WHAT IS BEING ASKED.
Your job is to copy the lines from the material that include "left".

SOURCE INFORMATION.
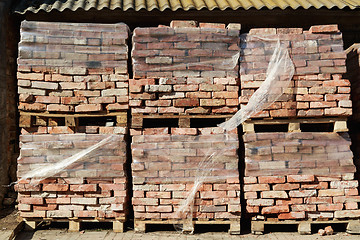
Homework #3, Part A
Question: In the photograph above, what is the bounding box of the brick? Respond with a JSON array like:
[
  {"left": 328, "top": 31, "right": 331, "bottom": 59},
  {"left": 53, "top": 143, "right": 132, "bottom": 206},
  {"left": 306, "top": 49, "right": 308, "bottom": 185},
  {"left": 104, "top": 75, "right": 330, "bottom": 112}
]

TASK RESULT.
  {"left": 328, "top": 31, "right": 331, "bottom": 59},
  {"left": 53, "top": 143, "right": 132, "bottom": 206},
  {"left": 306, "top": 49, "right": 308, "bottom": 185},
  {"left": 104, "top": 75, "right": 330, "bottom": 112}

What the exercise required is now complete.